● **Task brief**:
In the entries that follow, the line with "positive clicks: (438, 234)" opens the range and the line with "positive clicks: (307, 149)" closes it; repeat that range exactly, both lines included.

● **Dataset records**:
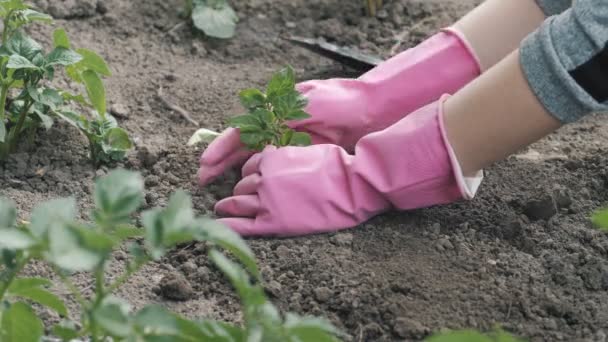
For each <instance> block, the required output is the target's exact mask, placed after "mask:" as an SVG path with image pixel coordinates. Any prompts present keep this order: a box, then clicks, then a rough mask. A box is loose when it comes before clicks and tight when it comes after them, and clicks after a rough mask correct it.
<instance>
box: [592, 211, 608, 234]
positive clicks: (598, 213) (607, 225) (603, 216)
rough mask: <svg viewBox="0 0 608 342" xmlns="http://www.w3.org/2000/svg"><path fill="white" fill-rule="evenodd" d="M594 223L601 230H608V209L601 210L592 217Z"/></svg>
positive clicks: (596, 212)
mask: <svg viewBox="0 0 608 342" xmlns="http://www.w3.org/2000/svg"><path fill="white" fill-rule="evenodd" d="M591 220H592V222H593V224H594V225H595V226H596V227H598V228H599V229H601V230H604V231H608V209H604V210H600V211H598V212H596V213H595V214H593V216H592V218H591Z"/></svg>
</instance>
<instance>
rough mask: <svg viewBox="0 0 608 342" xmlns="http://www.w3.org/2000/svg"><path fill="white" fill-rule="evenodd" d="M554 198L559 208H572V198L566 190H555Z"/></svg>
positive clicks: (557, 188)
mask: <svg viewBox="0 0 608 342" xmlns="http://www.w3.org/2000/svg"><path fill="white" fill-rule="evenodd" d="M553 198H554V199H555V204H556V205H557V207H558V208H560V209H561V208H570V206H571V205H572V198H570V194H569V193H568V191H567V190H566V189H560V188H557V189H555V190H553Z"/></svg>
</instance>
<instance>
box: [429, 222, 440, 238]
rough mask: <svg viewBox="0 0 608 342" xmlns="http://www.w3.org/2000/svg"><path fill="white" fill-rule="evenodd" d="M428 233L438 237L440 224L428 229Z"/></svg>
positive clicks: (438, 234) (432, 226) (435, 225)
mask: <svg viewBox="0 0 608 342" xmlns="http://www.w3.org/2000/svg"><path fill="white" fill-rule="evenodd" d="M429 232H430V233H431V234H433V235H439V234H441V224H439V223H434V224H433V225H432V226H431V228H430V229H429Z"/></svg>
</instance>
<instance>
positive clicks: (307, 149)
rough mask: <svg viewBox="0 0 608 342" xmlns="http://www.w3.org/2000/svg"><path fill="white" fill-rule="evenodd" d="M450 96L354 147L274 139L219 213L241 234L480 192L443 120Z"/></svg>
mask: <svg viewBox="0 0 608 342" xmlns="http://www.w3.org/2000/svg"><path fill="white" fill-rule="evenodd" d="M444 100H445V98H442V99H441V100H439V101H437V102H435V103H432V104H430V105H428V106H426V107H423V108H421V109H419V110H418V111H416V112H415V113H413V114H411V115H408V116H407V117H405V118H403V119H402V120H401V121H399V122H397V123H396V124H394V125H393V126H391V127H389V128H387V129H385V130H383V131H380V132H375V133H372V134H369V135H367V136H365V137H363V138H362V139H361V140H359V142H358V143H357V145H356V147H355V153H354V155H351V154H348V153H347V152H346V151H345V150H344V149H343V148H341V147H339V146H336V145H314V146H308V147H283V148H280V149H276V148H275V147H268V148H266V149H265V150H264V151H263V152H261V153H258V154H256V155H254V156H253V157H251V159H249V160H248V161H247V163H246V164H245V165H244V166H243V177H244V178H243V180H242V181H241V182H239V183H238V184H237V186H236V187H235V189H234V196H233V197H229V198H226V199H224V200H222V201H220V202H218V203H217V205H216V207H215V209H216V212H218V213H219V214H223V215H225V216H229V217H227V218H222V219H220V221H221V222H223V223H224V224H226V225H228V226H230V227H231V228H233V229H234V230H235V231H237V232H238V233H240V234H242V235H282V236H289V235H303V234H314V233H322V232H329V231H335V230H339V229H343V228H349V227H353V226H356V225H358V224H360V223H362V222H364V221H366V220H368V219H369V218H371V217H373V216H375V215H377V214H379V213H382V212H384V211H386V210H389V209H391V208H398V209H403V210H405V209H414V208H421V207H427V206H432V205H436V204H444V203H449V202H453V201H455V200H458V199H461V198H466V199H470V198H472V197H473V196H474V194H475V192H476V191H477V188H478V186H479V184H480V182H481V178H482V175H481V172H480V173H479V174H478V175H477V176H476V177H474V178H465V177H464V176H463V175H462V173H461V171H460V166H459V164H458V162H457V160H456V159H455V156H454V153H453V151H452V149H451V147H450V144H449V142H448V141H447V138H446V134H445V131H444V128H443V114H442V104H443V101H444Z"/></svg>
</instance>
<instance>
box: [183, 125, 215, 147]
mask: <svg viewBox="0 0 608 342" xmlns="http://www.w3.org/2000/svg"><path fill="white" fill-rule="evenodd" d="M220 135H221V134H220V133H218V132H214V131H212V130H209V129H206V128H201V129H199V130H197V131H196V132H194V134H193V135H192V137H190V140H188V146H194V145H197V144H200V143H206V144H209V143H211V142H212V141H213V140H215V138H217V137H219V136H220Z"/></svg>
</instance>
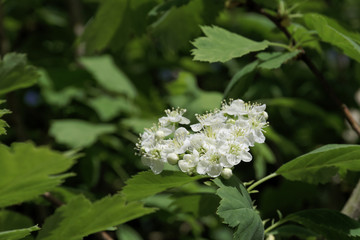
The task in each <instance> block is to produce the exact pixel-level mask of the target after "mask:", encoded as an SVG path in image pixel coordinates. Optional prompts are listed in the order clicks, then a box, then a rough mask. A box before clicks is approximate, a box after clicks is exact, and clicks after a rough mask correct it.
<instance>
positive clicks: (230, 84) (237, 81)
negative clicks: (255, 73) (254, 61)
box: [224, 61, 259, 98]
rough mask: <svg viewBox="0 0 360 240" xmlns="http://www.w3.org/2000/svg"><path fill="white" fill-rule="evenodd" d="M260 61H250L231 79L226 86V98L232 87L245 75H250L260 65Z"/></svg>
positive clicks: (225, 96) (243, 77)
mask: <svg viewBox="0 0 360 240" xmlns="http://www.w3.org/2000/svg"><path fill="white" fill-rule="evenodd" d="M258 64H259V61H255V62H252V63H249V64H248V65H246V66H245V67H243V68H242V69H241V70H240V71H238V72H237V73H236V74H235V75H234V76H233V77H232V78H231V80H230V82H229V84H228V85H227V86H226V89H225V91H224V98H225V97H226V96H228V94H229V92H230V90H231V89H233V88H234V86H235V85H236V84H237V83H238V82H239V81H240V80H241V79H243V78H244V77H245V76H247V75H249V74H250V73H251V72H253V71H254V70H255V69H256V67H257V66H258Z"/></svg>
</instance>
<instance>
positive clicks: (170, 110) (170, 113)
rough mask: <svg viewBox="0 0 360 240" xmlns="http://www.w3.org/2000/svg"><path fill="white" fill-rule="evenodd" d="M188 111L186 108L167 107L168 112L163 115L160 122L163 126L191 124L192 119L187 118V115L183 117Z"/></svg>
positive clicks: (159, 121)
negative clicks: (190, 123) (177, 123)
mask: <svg viewBox="0 0 360 240" xmlns="http://www.w3.org/2000/svg"><path fill="white" fill-rule="evenodd" d="M185 112H186V110H185V109H179V108H178V109H173V110H170V109H166V110H165V113H166V115H167V116H166V117H162V118H160V119H159V122H160V124H161V126H164V127H166V126H169V125H172V124H175V123H180V124H189V123H190V120H189V119H187V118H186V117H183V116H182V115H183V114H184V113H185Z"/></svg>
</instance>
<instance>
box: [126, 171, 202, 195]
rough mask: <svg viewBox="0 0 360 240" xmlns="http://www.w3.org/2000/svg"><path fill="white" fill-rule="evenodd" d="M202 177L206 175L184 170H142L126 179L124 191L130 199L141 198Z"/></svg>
mask: <svg viewBox="0 0 360 240" xmlns="http://www.w3.org/2000/svg"><path fill="white" fill-rule="evenodd" d="M202 178H206V176H202V175H197V176H194V177H190V176H188V175H187V174H185V173H182V172H171V171H163V172H162V173H161V174H158V175H155V174H154V173H153V172H151V171H146V172H140V173H138V174H137V175H135V176H133V177H132V178H130V179H129V180H128V181H126V186H125V187H124V188H123V190H122V193H123V194H124V195H125V196H126V199H127V200H128V201H133V200H140V199H143V198H146V197H149V196H152V195H155V194H157V193H160V192H163V191H165V190H166V189H169V188H174V187H180V186H182V185H184V184H186V183H190V182H193V181H196V180H199V179H202ZM139 189H141V191H140V190H139Z"/></svg>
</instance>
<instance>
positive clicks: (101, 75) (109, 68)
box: [80, 55, 137, 98]
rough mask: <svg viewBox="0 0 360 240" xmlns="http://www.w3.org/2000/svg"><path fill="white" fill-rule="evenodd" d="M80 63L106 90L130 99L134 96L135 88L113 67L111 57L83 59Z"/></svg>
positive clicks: (129, 82)
mask: <svg viewBox="0 0 360 240" xmlns="http://www.w3.org/2000/svg"><path fill="white" fill-rule="evenodd" d="M80 62H81V63H82V64H83V65H84V66H85V68H86V69H87V70H88V71H89V72H90V73H91V74H92V75H93V76H94V78H95V79H96V80H97V81H98V83H99V84H100V85H101V86H102V87H103V88H105V89H106V90H108V91H110V92H115V93H120V94H124V95H126V96H128V97H130V98H134V97H135V96H136V94H137V93H136V88H135V87H134V85H133V84H132V82H131V81H130V79H128V77H127V76H126V75H125V74H124V73H123V72H122V71H121V70H120V69H119V68H118V67H117V66H116V65H115V63H114V61H113V59H112V57H111V56H109V55H102V56H97V57H83V58H81V59H80Z"/></svg>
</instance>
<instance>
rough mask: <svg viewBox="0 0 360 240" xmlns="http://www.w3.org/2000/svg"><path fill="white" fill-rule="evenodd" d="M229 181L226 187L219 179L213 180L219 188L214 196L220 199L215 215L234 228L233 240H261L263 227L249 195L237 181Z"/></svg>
mask: <svg viewBox="0 0 360 240" xmlns="http://www.w3.org/2000/svg"><path fill="white" fill-rule="evenodd" d="M231 180H232V181H233V182H230V181H227V183H226V185H225V184H224V183H223V182H222V181H221V180H220V179H219V178H217V179H215V180H214V183H215V184H216V185H217V186H218V187H219V189H218V190H217V191H216V194H217V195H218V196H219V197H220V198H221V201H220V205H219V208H218V210H217V214H218V215H219V216H220V217H222V218H223V219H224V223H226V224H229V226H231V227H234V228H236V231H235V233H234V239H248V240H263V239H264V226H263V223H262V220H261V218H260V216H259V214H258V213H257V212H256V211H255V209H254V207H253V205H252V201H251V198H250V196H249V193H248V192H247V190H246V189H245V187H244V186H243V185H242V184H241V183H240V182H239V181H238V180H235V178H232V179H231Z"/></svg>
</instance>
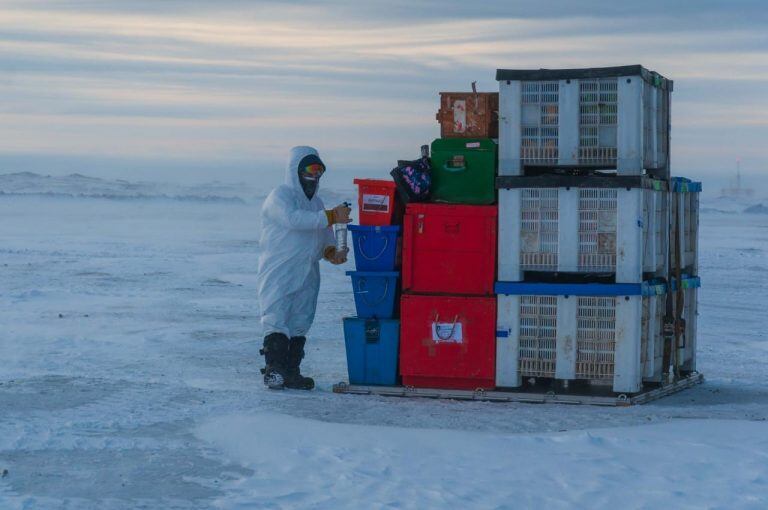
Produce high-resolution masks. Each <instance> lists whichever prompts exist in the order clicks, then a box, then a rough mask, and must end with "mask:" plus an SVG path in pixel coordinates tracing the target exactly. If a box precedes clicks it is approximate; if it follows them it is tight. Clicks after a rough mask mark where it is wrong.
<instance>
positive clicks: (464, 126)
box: [453, 99, 467, 133]
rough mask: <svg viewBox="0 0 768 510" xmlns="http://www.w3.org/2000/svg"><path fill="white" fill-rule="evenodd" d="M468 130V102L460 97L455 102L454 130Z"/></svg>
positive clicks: (453, 131)
mask: <svg viewBox="0 0 768 510" xmlns="http://www.w3.org/2000/svg"><path fill="white" fill-rule="evenodd" d="M466 130H467V102H466V101H464V100H463V99H459V100H457V101H454V102H453V132H454V133H463V132H464V131H466Z"/></svg>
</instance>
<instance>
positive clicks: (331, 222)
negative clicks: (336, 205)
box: [325, 204, 352, 225]
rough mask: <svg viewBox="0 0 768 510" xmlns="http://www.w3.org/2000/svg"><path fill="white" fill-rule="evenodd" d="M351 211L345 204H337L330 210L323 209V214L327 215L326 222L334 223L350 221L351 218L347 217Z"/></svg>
mask: <svg viewBox="0 0 768 510" xmlns="http://www.w3.org/2000/svg"><path fill="white" fill-rule="evenodd" d="M351 212H352V209H350V208H349V207H347V205H346V204H339V205H337V206H336V207H334V208H333V209H331V210H330V211H325V214H326V215H327V216H328V224H329V225H335V224H338V223H342V224H343V223H350V222H351V221H352V220H351V219H350V217H349V213H351Z"/></svg>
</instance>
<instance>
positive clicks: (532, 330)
mask: <svg viewBox="0 0 768 510" xmlns="http://www.w3.org/2000/svg"><path fill="white" fill-rule="evenodd" d="M556 338H557V297H556V296H521V297H520V374H521V375H523V376H527V377H554V376H555V358H556V357H557V351H556V344H557V340H556Z"/></svg>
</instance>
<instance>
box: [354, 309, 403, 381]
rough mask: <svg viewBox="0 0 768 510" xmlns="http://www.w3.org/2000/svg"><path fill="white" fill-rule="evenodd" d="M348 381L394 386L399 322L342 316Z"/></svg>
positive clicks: (376, 319) (390, 320)
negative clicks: (346, 363)
mask: <svg viewBox="0 0 768 510" xmlns="http://www.w3.org/2000/svg"><path fill="white" fill-rule="evenodd" d="M344 343H345V344H346V347H347V371H348V373H349V383H350V384H363V385H383V386H395V385H396V384H397V361H398V349H399V347H400V321H399V320H392V319H382V320H378V319H360V318H357V317H347V318H345V319H344Z"/></svg>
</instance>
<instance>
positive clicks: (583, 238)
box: [579, 188, 618, 271]
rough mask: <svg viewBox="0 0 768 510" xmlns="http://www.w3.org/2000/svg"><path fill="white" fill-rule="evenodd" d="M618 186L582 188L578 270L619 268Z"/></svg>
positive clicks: (597, 270) (579, 237)
mask: <svg viewBox="0 0 768 510" xmlns="http://www.w3.org/2000/svg"><path fill="white" fill-rule="evenodd" d="M617 197H618V193H617V191H616V190H615V189H593V188H587V189H581V190H579V271H615V270H616V222H617Z"/></svg>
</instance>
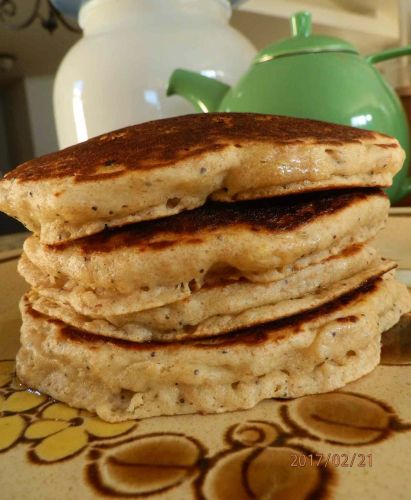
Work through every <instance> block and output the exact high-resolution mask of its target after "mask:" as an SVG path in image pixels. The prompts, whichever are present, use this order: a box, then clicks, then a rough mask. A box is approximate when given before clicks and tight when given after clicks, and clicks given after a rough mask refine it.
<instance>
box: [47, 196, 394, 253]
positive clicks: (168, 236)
mask: <svg viewBox="0 0 411 500" xmlns="http://www.w3.org/2000/svg"><path fill="white" fill-rule="evenodd" d="M370 195H377V196H382V197H385V194H384V192H383V191H382V190H381V189H353V190H350V191H331V192H326V193H322V195H321V197H319V196H318V194H315V193H310V194H305V195H298V196H290V197H288V198H278V199H268V200H256V201H247V202H238V203H235V204H227V203H218V202H208V203H207V204H206V205H203V206H202V207H199V208H197V209H195V210H191V211H187V212H182V213H180V214H178V215H174V216H173V217H170V218H164V219H159V220H155V221H147V222H140V223H137V224H132V225H129V226H125V227H123V228H116V229H109V230H106V231H104V232H102V233H100V234H97V235H93V236H89V237H85V238H81V239H79V240H77V241H76V242H72V243H70V242H68V243H63V244H60V245H50V246H49V247H50V248H52V249H53V250H56V251H58V250H64V249H66V248H69V247H71V246H76V247H79V248H80V249H81V250H82V252H84V253H95V252H111V251H113V250H116V249H119V248H121V247H131V246H134V247H138V248H139V250H144V249H150V250H156V249H163V248H167V247H169V246H172V245H175V244H178V242H179V240H180V239H181V238H183V237H184V238H185V241H187V238H190V236H192V239H191V240H188V242H191V243H193V244H196V243H201V232H203V231H204V232H210V231H213V230H217V229H219V228H230V227H239V226H240V227H247V228H251V230H252V231H256V232H259V231H268V232H270V233H276V232H287V231H292V230H295V229H297V228H298V227H301V226H303V225H305V224H308V223H309V222H311V221H313V220H315V219H318V218H319V217H322V216H327V215H330V214H335V213H337V212H338V211H339V210H342V209H344V208H347V207H348V206H350V205H354V204H355V203H357V202H359V201H361V200H365V199H366V198H368V197H369V196H370Z"/></svg>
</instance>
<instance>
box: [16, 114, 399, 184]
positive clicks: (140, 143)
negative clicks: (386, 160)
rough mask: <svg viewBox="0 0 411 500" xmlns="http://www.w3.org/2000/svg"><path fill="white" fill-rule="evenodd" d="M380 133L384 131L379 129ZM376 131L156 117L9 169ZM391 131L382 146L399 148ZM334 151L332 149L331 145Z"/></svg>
mask: <svg viewBox="0 0 411 500" xmlns="http://www.w3.org/2000/svg"><path fill="white" fill-rule="evenodd" d="M379 136H380V137H381V134H379ZM375 137H376V134H375V133H374V132H371V131H366V130H361V129H356V128H352V127H345V126H342V125H334V124H331V123H325V122H320V121H314V120H305V119H296V118H292V117H285V116H275V115H259V114H252V113H213V114H212V115H211V117H210V115H207V114H195V115H186V116H180V117H174V118H167V119H163V120H157V121H151V122H147V123H143V124H140V125H135V126H132V127H127V128H124V129H120V130H117V131H115V132H111V133H107V134H104V135H101V136H99V137H96V138H93V139H90V140H88V141H86V142H83V143H80V144H78V145H75V146H72V147H69V148H67V149H64V150H63V151H59V152H56V153H52V154H49V155H46V156H43V157H40V158H37V159H34V160H32V161H29V162H27V163H24V164H23V165H21V166H20V167H18V168H17V169H15V170H13V171H12V172H10V173H9V174H7V176H6V177H7V178H8V179H19V180H20V181H40V180H44V179H51V178H59V177H73V179H74V181H75V182H81V181H90V180H99V179H107V178H112V177H119V176H121V175H123V174H125V173H126V172H127V171H129V170H138V169H151V168H158V167H164V166H167V165H171V164H174V163H176V162H177V161H181V160H184V159H188V158H190V157H194V156H200V155H202V154H204V153H207V152H210V151H217V150H219V149H223V148H224V147H225V146H226V145H227V144H234V145H235V146H236V147H238V148H241V147H243V146H244V145H246V144H248V143H251V142H255V141H258V142H268V143H271V144H279V145H281V144H283V145H292V144H305V143H307V144H330V146H342V145H344V144H347V143H355V142H357V143H358V142H362V141H370V142H372V141H373V140H374V139H375ZM391 141H392V139H391V138H389V137H387V143H386V144H385V143H380V144H377V146H378V147H381V148H398V145H397V144H395V143H393V142H391ZM330 154H331V155H332V154H333V151H332V150H330Z"/></svg>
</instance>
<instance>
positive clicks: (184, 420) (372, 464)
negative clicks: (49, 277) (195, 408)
mask: <svg viewBox="0 0 411 500" xmlns="http://www.w3.org/2000/svg"><path fill="white" fill-rule="evenodd" d="M16 265H17V256H16V253H13V254H12V255H11V256H10V255H9V254H3V256H1V255H0V284H1V285H0V491H1V493H0V496H1V497H2V498H7V499H19V500H20V499H22V498H24V499H53V500H54V499H55V498H59V500H65V499H72V498H81V499H94V498H99V497H104V498H117V499H118V498H167V499H178V500H181V499H191V498H193V499H212V500H219V499H230V500H234V499H235V500H242V499H254V498H264V499H293V500H297V499H303V498H316V499H317V498H335V499H347V498H373V499H384V500H385V499H386V498H387V496H388V495H389V496H390V497H391V498H395V499H400V498H403V499H408V498H411V482H410V480H409V472H410V450H411V315H408V316H405V317H404V318H403V319H402V321H401V323H400V324H399V325H398V326H397V327H395V328H394V329H392V330H391V331H389V332H387V333H386V334H385V335H384V342H383V348H382V359H381V364H380V365H379V366H378V367H377V368H376V369H375V370H374V371H373V372H372V373H371V374H369V375H367V376H365V377H363V378H361V379H360V380H358V381H356V382H354V383H351V384H349V385H347V386H346V387H344V388H343V389H342V390H339V391H335V392H332V393H328V394H322V395H317V396H307V397H303V398H299V399H295V400H267V401H264V402H263V403H261V404H259V405H258V406H256V407H255V408H253V409H251V410H247V411H241V412H232V413H226V414H221V415H185V416H178V417H158V418H151V419H145V420H139V421H130V422H122V423H115V424H109V423H106V422H103V421H102V420H100V419H99V418H97V417H96V416H94V415H92V414H90V413H88V412H86V411H84V410H81V409H76V408H71V407H69V406H67V405H66V404H63V403H60V402H58V401H54V400H52V399H51V398H49V397H47V396H45V395H42V394H40V393H38V392H36V391H33V390H29V389H27V388H26V387H24V386H23V385H21V384H20V382H19V381H18V379H17V378H16V376H15V364H14V357H15V354H16V352H17V349H18V345H19V328H20V316H19V312H18V307H17V304H18V300H19V297H20V296H21V295H22V294H23V292H24V290H25V288H26V285H25V284H24V282H23V280H22V279H21V278H20V277H19V276H18V275H17V271H16ZM79 383H81V380H80V381H79Z"/></svg>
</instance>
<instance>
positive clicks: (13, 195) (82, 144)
mask: <svg viewBox="0 0 411 500" xmlns="http://www.w3.org/2000/svg"><path fill="white" fill-rule="evenodd" d="M403 160H404V152H403V151H402V149H401V147H400V145H399V143H398V141H397V140H396V139H394V138H391V137H387V136H385V135H382V134H378V133H376V132H370V131H365V130H360V129H355V128H351V127H345V126H342V125H333V124H329V123H325V122H318V121H311V120H303V119H297V118H290V117H285V116H273V115H260V114H249V113H215V114H197V115H187V116H182V117H175V118H169V119H165V120H158V121H153V122H148V123H144V124H141V125H136V126H134V127H127V128H125V129H122V130H118V131H115V132H111V133H108V134H104V135H102V136H99V137H96V138H94V139H90V140H89V141H86V142H84V143H81V144H78V145H76V146H72V147H70V148H67V149H65V150H63V151H59V152H56V153H53V154H50V155H46V156H43V157H41V158H37V159H35V160H32V161H29V162H27V163H25V164H23V165H21V166H20V167H18V168H17V169H15V170H13V171H12V172H10V173H8V174H7V175H6V177H5V178H4V179H3V180H2V181H1V182H0V209H1V210H3V211H5V212H6V213H8V214H9V215H12V216H14V217H16V218H18V219H19V220H20V221H22V222H23V223H24V224H25V225H26V226H27V227H28V228H29V229H30V230H32V231H34V232H35V233H37V234H38V235H39V236H40V238H41V241H42V242H44V243H49V244H55V243H59V242H63V241H68V240H73V239H77V238H79V237H81V236H85V235H88V234H93V233H97V232H99V231H101V230H103V229H104V228H105V227H114V226H122V225H125V224H130V223H132V222H138V221H143V220H149V219H156V218H159V217H164V216H167V215H172V214H176V213H178V212H181V211H183V210H186V209H193V208H195V207H198V206H201V205H202V204H204V203H205V201H206V199H207V198H208V197H211V198H212V199H215V200H222V201H236V200H247V199H255V198H262V197H272V196H279V195H285V194H290V193H297V192H304V191H316V190H324V189H329V188H343V187H352V186H389V185H390V184H391V181H392V177H393V175H394V174H395V173H396V172H397V171H398V170H399V169H400V168H401V166H402V163H403Z"/></svg>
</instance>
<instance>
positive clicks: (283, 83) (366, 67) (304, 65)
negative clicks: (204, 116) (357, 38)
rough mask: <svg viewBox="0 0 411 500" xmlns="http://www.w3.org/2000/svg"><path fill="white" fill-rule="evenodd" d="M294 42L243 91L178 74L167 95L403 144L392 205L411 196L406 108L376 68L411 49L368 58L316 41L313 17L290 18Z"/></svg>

● **Response to the exercise**:
positive clicks: (438, 234) (432, 226) (435, 225)
mask: <svg viewBox="0 0 608 342" xmlns="http://www.w3.org/2000/svg"><path fill="white" fill-rule="evenodd" d="M429 232H430V233H431V234H433V235H439V234H441V224H439V223H434V224H433V225H432V226H431V228H430V229H429Z"/></svg>
</instance>
<instance>
positive clicks: (307, 149)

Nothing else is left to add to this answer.